Given entries:
--- begin ---

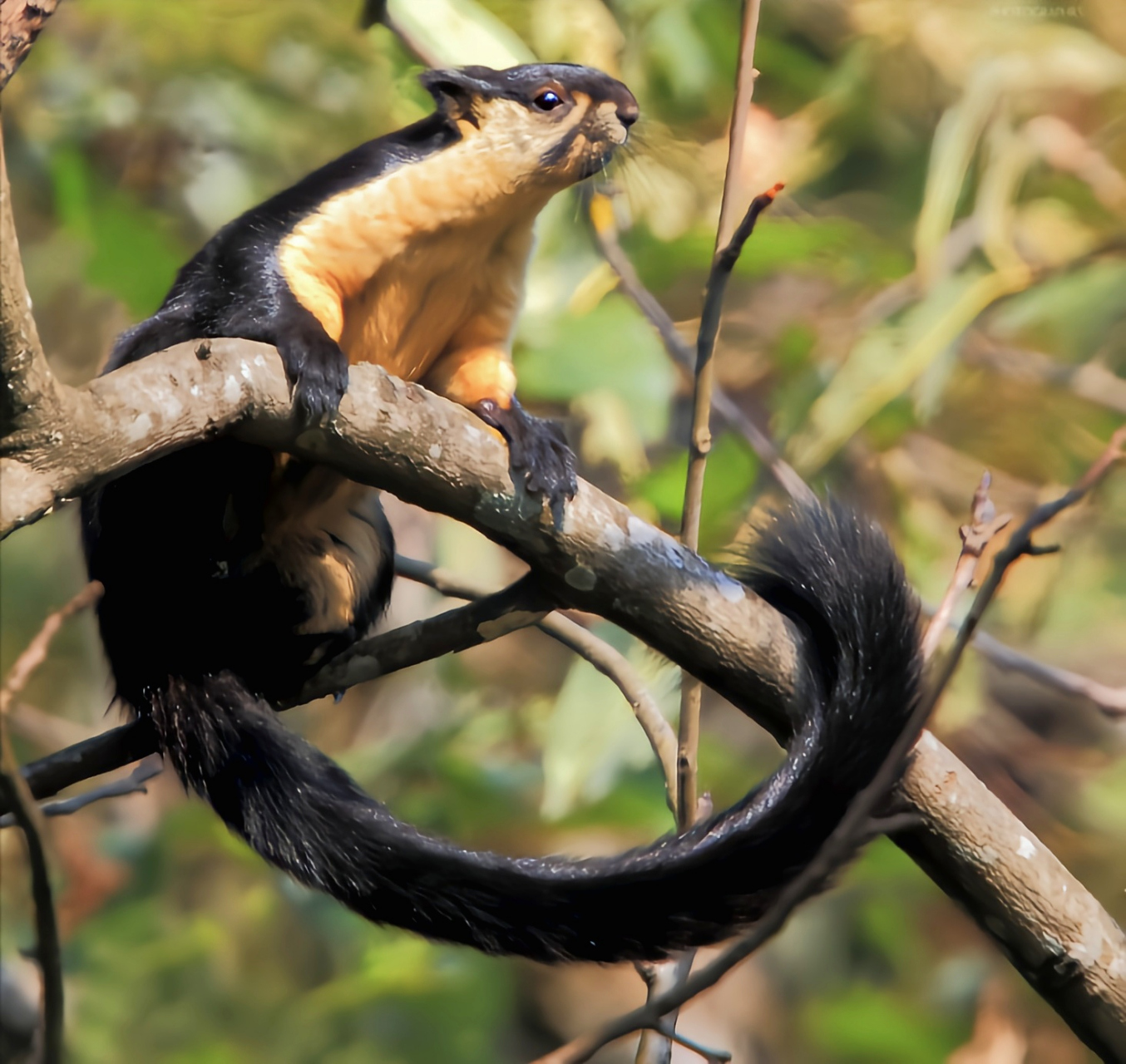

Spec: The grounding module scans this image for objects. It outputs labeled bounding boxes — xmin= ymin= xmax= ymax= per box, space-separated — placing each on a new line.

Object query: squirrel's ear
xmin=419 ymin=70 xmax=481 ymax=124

--- end ---
--- begin ---

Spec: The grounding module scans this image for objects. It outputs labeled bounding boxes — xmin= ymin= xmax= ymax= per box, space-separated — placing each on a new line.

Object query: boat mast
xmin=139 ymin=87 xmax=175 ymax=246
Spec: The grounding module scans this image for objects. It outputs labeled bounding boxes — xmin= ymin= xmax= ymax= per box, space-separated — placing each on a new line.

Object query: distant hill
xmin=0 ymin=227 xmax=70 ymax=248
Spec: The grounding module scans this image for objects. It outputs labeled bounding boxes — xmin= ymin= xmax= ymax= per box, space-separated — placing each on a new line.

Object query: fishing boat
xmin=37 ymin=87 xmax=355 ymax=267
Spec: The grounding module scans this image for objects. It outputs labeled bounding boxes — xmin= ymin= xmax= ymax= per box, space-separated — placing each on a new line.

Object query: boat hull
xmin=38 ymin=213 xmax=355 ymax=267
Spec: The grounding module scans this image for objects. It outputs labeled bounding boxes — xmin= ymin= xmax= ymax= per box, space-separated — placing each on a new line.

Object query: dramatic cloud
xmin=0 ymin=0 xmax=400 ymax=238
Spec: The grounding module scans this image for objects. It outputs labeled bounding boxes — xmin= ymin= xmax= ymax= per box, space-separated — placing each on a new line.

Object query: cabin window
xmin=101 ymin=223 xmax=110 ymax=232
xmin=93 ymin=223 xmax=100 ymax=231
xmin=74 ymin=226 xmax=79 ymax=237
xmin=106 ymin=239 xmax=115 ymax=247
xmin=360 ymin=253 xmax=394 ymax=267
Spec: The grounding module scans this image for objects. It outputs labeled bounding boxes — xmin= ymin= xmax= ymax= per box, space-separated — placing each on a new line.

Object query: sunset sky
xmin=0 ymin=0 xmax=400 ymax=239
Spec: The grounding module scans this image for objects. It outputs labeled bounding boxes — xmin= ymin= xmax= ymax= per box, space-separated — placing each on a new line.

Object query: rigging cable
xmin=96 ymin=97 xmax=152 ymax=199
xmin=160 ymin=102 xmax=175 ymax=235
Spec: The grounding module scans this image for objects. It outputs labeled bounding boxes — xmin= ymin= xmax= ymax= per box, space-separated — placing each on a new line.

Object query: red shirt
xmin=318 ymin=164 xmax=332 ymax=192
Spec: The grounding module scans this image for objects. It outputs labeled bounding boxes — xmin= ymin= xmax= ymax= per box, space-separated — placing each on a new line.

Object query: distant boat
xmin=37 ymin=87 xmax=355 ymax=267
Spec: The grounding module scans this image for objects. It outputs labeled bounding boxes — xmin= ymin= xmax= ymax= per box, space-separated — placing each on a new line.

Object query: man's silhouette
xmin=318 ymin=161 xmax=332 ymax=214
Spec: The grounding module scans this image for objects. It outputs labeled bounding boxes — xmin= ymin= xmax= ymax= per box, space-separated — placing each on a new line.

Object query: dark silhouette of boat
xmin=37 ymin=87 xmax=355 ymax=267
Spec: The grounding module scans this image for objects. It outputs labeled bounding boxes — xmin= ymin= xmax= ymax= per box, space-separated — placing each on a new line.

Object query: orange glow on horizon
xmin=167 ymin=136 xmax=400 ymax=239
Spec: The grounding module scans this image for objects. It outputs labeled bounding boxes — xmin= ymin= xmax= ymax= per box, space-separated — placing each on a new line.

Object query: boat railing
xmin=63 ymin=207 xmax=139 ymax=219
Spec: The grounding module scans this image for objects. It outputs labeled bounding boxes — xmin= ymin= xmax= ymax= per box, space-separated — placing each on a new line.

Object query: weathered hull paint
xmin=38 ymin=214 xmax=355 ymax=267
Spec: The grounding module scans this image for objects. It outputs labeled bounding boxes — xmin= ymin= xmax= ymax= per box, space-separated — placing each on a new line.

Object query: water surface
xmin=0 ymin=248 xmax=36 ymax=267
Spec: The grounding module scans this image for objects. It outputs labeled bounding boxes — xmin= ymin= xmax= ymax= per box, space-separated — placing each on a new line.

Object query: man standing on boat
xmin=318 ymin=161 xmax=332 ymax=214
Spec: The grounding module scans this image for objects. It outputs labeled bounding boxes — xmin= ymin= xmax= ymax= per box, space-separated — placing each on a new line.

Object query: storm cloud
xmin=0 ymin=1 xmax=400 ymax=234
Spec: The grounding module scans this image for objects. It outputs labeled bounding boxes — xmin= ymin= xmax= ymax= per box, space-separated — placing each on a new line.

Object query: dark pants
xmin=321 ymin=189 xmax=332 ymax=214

--- end ---

Problem: List each line in the entries above that contains the word "silhouette", copying every such line in full.

Response for this exercise:
Object query: man's silhouette
Object query: dark silhouette of boat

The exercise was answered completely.